(Pointing dataset records)
* * * * * * *
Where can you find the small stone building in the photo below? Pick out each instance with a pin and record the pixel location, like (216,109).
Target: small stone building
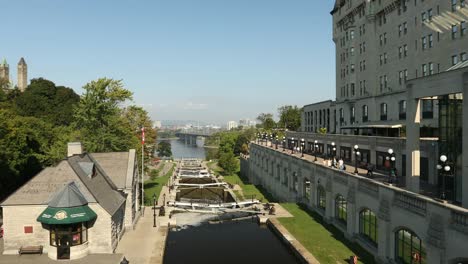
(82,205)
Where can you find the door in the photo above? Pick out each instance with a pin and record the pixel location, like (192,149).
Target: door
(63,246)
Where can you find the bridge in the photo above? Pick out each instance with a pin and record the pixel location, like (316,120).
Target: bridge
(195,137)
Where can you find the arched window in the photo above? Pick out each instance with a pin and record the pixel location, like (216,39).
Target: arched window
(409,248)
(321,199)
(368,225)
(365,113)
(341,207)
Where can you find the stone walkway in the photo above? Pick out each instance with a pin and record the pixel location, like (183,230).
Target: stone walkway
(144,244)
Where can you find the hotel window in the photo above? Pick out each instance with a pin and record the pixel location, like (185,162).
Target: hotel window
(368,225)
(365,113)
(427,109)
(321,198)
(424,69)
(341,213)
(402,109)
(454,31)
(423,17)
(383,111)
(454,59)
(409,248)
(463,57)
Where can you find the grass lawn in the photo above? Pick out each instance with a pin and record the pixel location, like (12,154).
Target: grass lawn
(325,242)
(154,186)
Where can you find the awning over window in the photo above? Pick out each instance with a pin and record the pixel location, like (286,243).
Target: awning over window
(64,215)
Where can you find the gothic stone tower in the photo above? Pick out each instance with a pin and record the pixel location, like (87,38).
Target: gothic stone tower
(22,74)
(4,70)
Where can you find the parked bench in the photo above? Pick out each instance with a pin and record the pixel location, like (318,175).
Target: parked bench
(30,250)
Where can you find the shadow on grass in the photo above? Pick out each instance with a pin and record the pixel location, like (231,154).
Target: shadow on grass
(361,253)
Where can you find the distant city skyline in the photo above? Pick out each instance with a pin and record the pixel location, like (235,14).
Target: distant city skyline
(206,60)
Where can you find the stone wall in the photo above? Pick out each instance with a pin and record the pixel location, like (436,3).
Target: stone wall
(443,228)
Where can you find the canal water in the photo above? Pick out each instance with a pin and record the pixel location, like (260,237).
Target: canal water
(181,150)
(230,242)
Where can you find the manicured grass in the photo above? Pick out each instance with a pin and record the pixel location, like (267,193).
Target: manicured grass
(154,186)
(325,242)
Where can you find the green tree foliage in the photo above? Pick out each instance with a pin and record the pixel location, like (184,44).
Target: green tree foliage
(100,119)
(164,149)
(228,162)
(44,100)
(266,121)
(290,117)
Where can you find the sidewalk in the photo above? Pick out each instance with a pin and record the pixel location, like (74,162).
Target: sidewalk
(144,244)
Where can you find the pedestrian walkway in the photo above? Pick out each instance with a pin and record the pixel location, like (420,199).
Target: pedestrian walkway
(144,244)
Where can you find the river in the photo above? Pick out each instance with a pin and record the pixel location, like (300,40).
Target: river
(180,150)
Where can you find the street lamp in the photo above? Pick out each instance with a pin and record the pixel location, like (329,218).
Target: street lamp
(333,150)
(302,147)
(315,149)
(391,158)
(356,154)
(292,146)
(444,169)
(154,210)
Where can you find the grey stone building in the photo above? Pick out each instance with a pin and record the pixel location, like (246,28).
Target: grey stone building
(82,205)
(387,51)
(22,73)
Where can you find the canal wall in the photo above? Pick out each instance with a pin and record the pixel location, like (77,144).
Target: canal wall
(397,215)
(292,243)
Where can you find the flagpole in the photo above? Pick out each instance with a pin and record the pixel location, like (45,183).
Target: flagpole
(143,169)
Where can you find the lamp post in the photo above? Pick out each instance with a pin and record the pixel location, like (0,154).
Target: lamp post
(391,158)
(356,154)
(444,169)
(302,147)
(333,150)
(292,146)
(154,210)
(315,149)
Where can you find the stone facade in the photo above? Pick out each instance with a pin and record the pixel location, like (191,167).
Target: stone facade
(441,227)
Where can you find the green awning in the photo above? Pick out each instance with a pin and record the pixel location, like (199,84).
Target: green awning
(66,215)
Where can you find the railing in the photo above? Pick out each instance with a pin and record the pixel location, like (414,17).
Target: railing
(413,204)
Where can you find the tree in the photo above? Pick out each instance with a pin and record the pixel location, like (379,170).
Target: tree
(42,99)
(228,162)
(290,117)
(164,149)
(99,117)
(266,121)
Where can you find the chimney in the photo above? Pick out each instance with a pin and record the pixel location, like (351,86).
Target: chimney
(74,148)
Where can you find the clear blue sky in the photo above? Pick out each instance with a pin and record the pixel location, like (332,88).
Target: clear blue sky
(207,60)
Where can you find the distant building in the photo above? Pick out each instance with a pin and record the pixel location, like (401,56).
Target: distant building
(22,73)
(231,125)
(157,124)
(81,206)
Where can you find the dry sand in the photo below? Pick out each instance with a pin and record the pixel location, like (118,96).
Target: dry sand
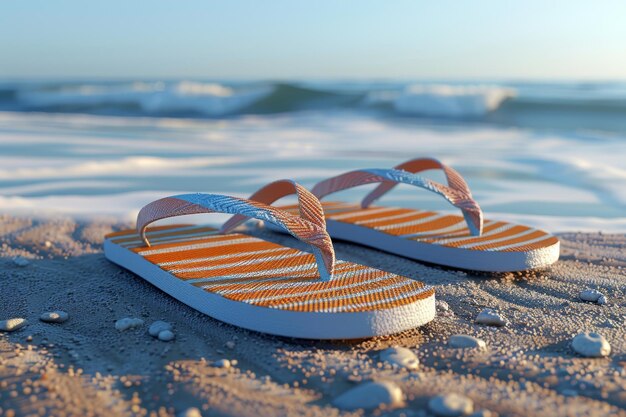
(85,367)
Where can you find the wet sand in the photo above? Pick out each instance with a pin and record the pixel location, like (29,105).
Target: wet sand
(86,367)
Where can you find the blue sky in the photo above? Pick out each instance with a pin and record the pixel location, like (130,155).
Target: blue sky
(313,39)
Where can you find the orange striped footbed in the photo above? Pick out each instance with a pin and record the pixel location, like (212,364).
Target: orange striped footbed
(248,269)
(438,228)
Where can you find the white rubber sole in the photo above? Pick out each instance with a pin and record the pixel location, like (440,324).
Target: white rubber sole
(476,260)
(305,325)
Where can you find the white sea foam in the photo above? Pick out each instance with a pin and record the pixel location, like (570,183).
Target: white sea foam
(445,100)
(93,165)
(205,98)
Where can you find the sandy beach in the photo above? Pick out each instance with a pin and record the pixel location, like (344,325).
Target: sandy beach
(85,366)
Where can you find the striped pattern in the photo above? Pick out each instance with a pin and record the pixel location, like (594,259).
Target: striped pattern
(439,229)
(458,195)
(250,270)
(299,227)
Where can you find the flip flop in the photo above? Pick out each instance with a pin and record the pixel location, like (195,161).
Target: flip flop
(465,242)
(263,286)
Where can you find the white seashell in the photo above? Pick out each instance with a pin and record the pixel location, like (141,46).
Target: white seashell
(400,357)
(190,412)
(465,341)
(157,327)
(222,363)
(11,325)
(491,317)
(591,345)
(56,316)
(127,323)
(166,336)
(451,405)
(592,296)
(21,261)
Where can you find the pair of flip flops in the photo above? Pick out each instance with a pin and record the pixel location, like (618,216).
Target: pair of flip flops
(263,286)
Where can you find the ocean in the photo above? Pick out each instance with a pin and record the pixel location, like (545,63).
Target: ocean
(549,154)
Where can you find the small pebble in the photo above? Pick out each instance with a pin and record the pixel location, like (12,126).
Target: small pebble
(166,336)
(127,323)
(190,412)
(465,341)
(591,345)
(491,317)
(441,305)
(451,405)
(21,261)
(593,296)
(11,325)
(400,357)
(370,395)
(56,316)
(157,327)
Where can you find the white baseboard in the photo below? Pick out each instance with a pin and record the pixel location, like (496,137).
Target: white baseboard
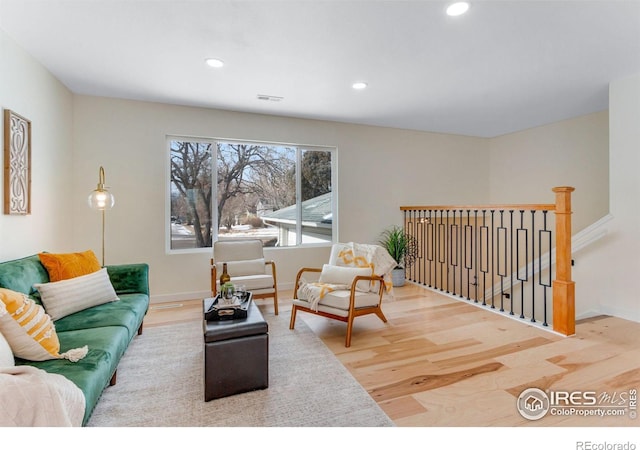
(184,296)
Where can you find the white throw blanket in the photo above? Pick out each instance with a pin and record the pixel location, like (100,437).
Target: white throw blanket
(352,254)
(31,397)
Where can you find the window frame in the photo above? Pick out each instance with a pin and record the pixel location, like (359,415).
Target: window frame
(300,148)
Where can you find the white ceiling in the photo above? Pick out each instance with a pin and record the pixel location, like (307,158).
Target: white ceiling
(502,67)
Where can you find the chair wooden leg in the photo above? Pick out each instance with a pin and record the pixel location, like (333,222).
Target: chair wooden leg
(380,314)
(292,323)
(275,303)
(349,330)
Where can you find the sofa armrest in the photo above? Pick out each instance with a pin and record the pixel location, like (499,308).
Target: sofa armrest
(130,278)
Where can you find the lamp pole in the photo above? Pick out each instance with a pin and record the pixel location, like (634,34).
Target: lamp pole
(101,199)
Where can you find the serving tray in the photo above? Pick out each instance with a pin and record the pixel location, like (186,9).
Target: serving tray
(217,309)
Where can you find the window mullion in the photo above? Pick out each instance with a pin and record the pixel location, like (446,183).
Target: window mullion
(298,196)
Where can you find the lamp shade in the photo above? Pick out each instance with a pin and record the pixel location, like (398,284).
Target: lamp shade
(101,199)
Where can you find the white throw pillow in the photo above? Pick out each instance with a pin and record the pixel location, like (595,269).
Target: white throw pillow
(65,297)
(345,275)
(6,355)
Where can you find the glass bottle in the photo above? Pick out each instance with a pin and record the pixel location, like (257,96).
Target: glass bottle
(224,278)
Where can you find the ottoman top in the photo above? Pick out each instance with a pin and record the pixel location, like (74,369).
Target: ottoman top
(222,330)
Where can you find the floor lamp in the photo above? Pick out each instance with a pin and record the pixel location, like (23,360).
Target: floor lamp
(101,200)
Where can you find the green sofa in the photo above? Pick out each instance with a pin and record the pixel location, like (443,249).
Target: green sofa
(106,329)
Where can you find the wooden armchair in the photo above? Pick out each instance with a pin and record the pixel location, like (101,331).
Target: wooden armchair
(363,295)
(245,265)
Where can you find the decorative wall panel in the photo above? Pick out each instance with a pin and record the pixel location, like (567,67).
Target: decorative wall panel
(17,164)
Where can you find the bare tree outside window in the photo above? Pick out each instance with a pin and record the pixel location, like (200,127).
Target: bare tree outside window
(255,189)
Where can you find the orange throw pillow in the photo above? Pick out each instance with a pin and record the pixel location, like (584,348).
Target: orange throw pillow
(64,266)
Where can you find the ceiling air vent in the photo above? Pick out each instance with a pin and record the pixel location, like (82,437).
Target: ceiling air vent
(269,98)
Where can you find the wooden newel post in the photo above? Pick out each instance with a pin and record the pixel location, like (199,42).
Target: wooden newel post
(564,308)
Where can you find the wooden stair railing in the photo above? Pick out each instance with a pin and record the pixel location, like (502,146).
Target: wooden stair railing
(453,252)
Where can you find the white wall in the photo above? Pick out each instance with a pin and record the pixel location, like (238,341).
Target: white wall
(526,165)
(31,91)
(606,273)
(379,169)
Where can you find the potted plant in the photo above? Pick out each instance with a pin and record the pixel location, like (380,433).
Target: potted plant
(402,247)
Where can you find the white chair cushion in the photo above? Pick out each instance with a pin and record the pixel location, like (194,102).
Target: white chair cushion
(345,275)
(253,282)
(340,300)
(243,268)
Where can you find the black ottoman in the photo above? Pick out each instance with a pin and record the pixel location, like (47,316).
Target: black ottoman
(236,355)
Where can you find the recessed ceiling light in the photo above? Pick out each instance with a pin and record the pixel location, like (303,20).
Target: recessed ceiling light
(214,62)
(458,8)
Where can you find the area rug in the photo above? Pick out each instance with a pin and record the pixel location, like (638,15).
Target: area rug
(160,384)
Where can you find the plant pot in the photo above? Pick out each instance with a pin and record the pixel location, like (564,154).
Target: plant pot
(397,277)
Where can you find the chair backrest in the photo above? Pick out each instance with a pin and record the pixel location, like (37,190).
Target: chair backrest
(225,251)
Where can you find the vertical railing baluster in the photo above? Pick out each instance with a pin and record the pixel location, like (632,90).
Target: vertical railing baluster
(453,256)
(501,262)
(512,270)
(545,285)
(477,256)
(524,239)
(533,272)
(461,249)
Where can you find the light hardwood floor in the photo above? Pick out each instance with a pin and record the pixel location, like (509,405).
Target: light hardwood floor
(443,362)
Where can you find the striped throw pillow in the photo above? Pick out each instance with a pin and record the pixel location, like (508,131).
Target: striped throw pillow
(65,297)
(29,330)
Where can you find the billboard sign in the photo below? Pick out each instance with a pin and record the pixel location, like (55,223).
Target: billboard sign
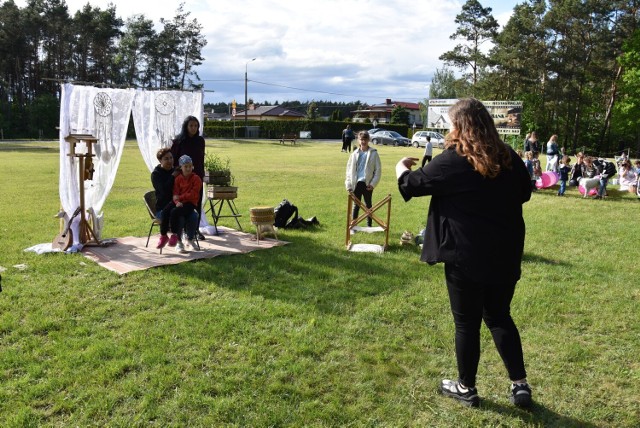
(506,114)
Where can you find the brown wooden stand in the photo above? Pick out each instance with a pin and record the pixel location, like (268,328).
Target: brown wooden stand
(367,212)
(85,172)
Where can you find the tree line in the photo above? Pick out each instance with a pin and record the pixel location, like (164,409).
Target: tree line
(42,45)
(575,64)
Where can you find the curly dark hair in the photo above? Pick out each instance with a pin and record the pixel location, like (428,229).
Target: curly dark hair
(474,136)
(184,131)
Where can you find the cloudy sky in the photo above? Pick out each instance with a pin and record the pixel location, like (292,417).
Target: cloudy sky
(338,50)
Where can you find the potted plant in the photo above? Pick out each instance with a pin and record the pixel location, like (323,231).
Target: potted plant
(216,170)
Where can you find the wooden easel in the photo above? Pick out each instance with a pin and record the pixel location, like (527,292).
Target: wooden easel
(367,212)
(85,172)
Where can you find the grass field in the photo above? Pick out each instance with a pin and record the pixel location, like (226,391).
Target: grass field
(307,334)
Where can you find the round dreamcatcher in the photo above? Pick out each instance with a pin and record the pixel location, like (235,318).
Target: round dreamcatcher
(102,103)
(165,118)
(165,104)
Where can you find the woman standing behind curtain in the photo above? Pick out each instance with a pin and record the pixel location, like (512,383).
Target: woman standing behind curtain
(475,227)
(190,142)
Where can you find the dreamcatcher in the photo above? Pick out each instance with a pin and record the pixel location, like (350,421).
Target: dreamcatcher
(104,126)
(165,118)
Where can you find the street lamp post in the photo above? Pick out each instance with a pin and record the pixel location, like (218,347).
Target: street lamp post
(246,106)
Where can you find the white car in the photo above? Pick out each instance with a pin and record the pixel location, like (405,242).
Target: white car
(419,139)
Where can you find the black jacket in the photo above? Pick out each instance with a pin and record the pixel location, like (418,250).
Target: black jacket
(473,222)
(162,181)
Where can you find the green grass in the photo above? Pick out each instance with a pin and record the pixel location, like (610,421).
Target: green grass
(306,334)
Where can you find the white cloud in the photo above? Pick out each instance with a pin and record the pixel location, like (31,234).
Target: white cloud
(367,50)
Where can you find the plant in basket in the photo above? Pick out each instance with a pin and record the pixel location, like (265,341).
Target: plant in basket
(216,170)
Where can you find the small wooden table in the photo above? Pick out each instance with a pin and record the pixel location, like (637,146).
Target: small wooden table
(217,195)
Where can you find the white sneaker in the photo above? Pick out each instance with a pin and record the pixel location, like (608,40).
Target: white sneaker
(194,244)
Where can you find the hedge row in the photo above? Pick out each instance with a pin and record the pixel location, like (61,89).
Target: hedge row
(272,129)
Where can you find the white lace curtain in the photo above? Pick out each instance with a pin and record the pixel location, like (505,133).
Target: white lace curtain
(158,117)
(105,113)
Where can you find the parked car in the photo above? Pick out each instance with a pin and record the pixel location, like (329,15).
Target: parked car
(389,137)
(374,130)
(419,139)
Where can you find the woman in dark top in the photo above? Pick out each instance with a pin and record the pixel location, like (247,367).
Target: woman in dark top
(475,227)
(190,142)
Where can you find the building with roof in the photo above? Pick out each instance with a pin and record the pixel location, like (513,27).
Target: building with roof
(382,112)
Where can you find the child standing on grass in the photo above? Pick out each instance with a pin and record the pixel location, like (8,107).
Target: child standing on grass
* * * * * * *
> [Problem description]
Everything from the line with "Where can you find the parked car" to the end of the listing above needs to be duplicated exactly, both end lines included, with nothing more.

> [Task output]
Where can you find the parked car in the photo above? Pick out each instance with a pin and record the pixel location, like (329,15).
Target: parked car
(389,137)
(374,130)
(419,139)
Where can you find the woman in dark top in the photo above? Pick out each instance with a pin and record the pixel location, like (247,367).
Target: woman in dark top
(475,227)
(190,142)
Where can you find the building with roof in the photo above? Pick out each instance with a pin and record the pixel location, like (513,27).
Target: building with roof
(382,112)
Where can you find the child standing on grass in the photo above? Pick out each instance with a pin and record the pixel location, like (8,107).
Target: child standing on grass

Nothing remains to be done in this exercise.